WHAT THE TASK ASKS:
Please give again, exactly and in full, each line from the one holding "of the bird." to the end of the listing.

----------

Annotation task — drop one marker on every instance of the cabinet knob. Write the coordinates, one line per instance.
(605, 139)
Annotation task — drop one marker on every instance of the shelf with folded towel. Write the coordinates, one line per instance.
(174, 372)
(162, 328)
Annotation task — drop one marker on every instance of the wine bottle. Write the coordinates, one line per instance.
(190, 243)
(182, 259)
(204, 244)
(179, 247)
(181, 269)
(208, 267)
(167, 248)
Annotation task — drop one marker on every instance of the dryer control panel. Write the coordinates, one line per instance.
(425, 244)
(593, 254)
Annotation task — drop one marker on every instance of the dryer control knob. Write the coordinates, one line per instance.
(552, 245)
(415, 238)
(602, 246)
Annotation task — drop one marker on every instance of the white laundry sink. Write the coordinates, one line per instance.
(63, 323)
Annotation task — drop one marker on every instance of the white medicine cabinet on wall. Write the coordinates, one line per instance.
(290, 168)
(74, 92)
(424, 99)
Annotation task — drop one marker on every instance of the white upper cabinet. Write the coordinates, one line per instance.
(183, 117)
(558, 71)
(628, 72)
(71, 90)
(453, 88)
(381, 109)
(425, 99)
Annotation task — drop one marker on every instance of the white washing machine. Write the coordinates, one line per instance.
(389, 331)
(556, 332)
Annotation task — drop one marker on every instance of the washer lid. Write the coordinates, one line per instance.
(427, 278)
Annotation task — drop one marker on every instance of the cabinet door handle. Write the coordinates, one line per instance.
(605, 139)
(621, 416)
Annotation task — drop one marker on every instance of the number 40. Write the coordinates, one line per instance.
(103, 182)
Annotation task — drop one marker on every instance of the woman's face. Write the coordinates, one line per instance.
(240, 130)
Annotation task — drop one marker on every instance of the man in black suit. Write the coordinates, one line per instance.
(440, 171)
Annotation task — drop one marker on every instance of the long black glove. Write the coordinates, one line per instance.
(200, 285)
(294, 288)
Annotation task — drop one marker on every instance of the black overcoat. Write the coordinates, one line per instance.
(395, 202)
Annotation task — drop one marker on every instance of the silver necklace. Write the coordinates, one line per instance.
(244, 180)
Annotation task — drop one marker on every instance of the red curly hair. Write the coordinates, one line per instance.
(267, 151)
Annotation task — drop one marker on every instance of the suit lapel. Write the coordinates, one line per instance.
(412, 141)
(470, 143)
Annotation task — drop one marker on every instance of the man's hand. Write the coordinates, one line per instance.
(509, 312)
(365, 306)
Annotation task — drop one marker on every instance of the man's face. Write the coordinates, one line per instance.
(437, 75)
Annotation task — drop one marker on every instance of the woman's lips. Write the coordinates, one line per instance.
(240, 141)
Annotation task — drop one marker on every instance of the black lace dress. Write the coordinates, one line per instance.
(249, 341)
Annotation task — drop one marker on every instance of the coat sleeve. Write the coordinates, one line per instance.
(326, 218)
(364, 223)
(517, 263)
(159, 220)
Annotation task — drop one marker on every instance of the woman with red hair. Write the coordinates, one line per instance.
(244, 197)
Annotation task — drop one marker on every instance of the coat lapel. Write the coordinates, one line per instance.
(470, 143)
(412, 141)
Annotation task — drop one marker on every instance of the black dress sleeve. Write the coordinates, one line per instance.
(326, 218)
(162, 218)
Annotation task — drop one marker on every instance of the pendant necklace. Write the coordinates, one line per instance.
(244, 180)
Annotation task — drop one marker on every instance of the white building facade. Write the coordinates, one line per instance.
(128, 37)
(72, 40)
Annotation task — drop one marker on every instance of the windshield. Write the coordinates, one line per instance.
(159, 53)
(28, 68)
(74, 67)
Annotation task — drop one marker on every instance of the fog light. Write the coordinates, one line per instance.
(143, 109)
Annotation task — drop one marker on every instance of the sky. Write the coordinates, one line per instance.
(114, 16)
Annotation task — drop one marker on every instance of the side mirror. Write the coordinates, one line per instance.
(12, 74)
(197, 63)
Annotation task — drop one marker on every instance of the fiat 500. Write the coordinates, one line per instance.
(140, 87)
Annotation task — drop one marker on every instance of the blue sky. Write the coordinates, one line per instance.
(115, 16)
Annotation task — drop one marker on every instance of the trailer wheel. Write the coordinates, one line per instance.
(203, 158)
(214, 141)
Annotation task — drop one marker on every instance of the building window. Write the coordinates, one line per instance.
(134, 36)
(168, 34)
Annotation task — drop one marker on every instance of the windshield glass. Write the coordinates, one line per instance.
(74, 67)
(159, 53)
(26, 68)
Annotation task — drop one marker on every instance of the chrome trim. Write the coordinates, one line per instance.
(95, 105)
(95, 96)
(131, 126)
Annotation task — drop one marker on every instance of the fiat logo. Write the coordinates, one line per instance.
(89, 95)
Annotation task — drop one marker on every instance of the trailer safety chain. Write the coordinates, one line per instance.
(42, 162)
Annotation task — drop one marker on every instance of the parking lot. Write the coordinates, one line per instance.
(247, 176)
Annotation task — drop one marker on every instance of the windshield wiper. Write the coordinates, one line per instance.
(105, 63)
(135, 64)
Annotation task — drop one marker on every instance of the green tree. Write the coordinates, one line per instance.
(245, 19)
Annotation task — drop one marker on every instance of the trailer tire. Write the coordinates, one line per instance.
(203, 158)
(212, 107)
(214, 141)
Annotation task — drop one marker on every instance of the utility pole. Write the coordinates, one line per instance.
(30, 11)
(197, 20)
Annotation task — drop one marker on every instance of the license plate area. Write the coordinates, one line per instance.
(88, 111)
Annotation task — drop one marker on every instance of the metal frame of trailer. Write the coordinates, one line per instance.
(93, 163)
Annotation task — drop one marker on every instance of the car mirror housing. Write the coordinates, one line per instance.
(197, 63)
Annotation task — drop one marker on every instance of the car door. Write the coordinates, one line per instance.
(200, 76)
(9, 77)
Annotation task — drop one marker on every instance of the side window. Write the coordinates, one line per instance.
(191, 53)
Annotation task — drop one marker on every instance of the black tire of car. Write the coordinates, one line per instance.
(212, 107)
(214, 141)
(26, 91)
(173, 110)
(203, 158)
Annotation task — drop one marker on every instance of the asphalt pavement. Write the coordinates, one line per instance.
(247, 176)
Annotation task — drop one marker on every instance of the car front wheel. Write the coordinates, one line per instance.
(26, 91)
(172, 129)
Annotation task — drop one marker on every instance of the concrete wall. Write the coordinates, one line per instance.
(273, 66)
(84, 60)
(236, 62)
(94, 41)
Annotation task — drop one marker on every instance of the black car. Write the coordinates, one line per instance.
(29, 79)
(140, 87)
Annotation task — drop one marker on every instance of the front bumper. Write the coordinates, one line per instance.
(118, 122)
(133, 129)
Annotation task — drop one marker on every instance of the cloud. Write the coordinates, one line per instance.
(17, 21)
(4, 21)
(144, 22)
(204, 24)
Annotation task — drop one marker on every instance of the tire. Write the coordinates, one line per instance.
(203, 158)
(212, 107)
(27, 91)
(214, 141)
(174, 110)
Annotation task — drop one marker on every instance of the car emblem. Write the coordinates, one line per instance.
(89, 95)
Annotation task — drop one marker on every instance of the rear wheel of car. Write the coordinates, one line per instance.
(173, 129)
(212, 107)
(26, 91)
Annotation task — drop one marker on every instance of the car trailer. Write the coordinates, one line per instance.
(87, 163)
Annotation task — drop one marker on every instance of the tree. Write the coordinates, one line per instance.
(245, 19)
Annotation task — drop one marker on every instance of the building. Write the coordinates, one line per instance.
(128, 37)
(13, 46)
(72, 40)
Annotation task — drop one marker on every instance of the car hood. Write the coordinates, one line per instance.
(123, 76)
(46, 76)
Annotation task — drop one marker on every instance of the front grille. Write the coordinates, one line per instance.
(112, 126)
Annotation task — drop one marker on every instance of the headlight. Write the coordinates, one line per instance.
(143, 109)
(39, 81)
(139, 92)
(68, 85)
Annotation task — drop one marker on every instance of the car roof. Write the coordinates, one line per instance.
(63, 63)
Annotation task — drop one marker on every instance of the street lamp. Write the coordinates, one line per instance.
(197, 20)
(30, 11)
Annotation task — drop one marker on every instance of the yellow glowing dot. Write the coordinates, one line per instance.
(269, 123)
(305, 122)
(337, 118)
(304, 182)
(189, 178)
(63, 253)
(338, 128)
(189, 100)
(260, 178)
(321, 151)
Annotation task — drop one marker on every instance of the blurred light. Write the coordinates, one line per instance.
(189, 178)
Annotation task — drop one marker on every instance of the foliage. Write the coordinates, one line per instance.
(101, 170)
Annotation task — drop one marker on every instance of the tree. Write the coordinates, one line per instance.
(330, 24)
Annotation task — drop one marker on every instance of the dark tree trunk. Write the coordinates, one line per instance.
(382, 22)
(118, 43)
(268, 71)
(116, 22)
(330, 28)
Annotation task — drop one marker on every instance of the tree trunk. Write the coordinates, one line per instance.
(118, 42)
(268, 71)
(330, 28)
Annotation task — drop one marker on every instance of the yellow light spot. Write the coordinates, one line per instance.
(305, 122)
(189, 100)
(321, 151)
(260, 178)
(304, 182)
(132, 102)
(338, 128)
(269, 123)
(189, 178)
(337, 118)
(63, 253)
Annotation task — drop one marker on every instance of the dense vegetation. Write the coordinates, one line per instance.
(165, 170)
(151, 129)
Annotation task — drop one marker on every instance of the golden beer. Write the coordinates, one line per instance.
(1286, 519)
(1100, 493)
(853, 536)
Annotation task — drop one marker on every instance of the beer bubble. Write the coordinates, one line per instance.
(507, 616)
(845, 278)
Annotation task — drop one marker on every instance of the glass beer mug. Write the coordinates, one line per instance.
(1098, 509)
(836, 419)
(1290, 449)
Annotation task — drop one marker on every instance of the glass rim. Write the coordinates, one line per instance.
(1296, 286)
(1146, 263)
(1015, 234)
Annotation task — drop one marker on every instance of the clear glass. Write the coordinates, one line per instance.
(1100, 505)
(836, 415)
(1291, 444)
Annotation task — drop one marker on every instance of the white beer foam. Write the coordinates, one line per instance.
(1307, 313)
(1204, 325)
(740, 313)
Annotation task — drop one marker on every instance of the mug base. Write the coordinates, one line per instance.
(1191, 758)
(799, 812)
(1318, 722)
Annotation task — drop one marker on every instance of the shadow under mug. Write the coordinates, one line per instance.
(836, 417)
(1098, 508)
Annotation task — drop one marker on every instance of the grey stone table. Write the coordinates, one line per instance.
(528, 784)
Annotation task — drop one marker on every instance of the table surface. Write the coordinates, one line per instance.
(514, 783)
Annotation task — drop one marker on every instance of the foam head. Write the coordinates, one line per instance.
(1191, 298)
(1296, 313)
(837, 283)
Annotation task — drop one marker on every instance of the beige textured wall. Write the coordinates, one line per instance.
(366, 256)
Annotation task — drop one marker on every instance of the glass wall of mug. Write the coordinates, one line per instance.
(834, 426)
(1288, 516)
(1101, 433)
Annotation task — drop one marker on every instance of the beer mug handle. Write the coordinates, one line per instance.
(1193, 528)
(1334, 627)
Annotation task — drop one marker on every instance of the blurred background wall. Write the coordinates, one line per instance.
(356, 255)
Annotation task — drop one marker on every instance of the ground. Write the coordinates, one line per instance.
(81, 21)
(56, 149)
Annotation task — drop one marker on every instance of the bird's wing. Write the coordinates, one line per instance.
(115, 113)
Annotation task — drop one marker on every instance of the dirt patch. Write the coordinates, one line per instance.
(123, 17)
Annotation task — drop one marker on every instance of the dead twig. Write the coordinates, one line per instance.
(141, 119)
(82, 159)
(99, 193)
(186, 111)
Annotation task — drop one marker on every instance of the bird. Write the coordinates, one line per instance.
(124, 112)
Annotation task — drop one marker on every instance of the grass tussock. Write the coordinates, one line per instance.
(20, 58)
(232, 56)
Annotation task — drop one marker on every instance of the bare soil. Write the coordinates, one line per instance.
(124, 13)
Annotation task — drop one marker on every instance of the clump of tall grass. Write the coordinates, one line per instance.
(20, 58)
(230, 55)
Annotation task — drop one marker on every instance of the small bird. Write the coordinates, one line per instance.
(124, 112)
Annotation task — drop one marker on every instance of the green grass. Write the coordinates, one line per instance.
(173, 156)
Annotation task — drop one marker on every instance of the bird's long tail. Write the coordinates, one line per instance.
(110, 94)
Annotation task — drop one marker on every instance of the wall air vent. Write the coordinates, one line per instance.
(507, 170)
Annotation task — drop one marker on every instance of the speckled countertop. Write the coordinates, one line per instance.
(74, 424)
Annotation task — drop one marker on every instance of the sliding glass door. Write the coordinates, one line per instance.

----------

WRITTEN REPLY:
Annotation task — drop one marker on every instance of the bird. Write the coordinates, one line per instance.
(124, 112)
Annotation task — drop one marker on every instance of the grass tussock. Write the coordinates, one line per instance.
(20, 58)
(232, 56)
Annotation task — drop one marker on every instance of the bare soil. Write the coordinates, one line per instance.
(124, 13)
Annotation task — drop one marker on every instance of the clump of tall grass. Write the coordinates, one line per instance.
(20, 58)
(230, 55)
Annotation task — drop one marker on every instance of the small bird. Write the coordinates, one line per instance.
(124, 112)
Annotation task — drop one marker on every instance of the green grass. Write the coordinates, one line per instance.
(173, 156)
Annotation task — drop one marker on every instance of the bird's long tail. Write the coordinates, one line per instance.
(110, 94)
Annotation task — drop one marker on every instance of the wall air vent. Write the coordinates, one line per instance.
(507, 170)
Annotation task — drop one marker on every instance of the speckled countertop. Write the coordinates, one line per instance.
(74, 424)
Annotation task — drop one marker on every instance of the sliding glass door. Write the coordinates, one line per instance.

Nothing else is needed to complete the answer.